PROBLEM DETAILS
Set down each line exactly, beginning with the one that contains "Objective — for the house" and continuing through the last line of the listing, and nothing else.

RECORDS SHOWN
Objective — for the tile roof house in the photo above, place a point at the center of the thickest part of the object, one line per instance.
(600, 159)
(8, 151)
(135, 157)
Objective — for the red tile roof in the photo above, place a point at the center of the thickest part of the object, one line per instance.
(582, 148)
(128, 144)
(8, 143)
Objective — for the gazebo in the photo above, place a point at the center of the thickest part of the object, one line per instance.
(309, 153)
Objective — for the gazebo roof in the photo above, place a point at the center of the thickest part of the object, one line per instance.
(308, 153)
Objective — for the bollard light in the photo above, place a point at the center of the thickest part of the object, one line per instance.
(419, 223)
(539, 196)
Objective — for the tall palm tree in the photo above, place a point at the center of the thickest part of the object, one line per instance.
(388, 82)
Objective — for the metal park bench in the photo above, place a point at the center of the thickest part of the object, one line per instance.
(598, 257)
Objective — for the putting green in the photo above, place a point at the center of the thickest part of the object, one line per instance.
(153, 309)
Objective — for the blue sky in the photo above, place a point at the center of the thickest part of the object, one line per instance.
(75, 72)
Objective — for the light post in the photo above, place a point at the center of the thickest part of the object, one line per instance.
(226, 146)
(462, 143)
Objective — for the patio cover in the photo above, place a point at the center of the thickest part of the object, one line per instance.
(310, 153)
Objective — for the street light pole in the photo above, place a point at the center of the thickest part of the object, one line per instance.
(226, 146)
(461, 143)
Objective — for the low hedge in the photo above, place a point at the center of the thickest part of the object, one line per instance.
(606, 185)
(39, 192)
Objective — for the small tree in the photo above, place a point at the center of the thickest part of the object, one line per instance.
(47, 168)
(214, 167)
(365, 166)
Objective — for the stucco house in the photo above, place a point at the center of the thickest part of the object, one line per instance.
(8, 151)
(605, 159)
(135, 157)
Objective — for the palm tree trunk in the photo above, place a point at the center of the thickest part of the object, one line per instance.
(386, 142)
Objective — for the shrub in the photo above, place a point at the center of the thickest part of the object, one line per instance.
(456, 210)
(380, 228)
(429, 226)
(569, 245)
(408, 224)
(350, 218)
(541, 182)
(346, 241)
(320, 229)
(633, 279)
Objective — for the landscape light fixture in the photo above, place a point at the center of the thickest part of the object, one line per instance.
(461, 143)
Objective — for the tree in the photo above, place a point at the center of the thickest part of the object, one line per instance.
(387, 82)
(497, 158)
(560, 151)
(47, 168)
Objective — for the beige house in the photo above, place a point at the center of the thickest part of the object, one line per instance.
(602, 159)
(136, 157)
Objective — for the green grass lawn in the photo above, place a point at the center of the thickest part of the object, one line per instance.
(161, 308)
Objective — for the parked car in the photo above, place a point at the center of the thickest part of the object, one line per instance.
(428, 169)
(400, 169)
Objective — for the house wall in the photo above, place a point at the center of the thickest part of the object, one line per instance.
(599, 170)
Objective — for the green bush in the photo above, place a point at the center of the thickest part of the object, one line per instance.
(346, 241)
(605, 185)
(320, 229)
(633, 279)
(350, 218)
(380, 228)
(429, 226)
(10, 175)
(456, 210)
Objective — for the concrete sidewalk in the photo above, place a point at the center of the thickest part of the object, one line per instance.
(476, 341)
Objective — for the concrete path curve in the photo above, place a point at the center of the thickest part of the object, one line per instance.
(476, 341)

SOLUTION FOR THIS EXERCISE
Objective — for the house wall in the photo above, place a point at the center of the thickest part of the object, one line per instance.
(599, 170)
Objective — for the green bush in the photo above, place a point at the center of the thickest part of the object, one line per instance.
(346, 241)
(605, 185)
(320, 229)
(633, 279)
(350, 218)
(380, 228)
(429, 226)
(10, 175)
(456, 210)
Objective — for the concrete sidewalk in the photo above, place a point at the center of the thickest part of the object, one line per instance.
(476, 341)
Objective — for the concrete path curve in the photo above, place a point at the center of the thickest part of the object, one line per instance.
(476, 341)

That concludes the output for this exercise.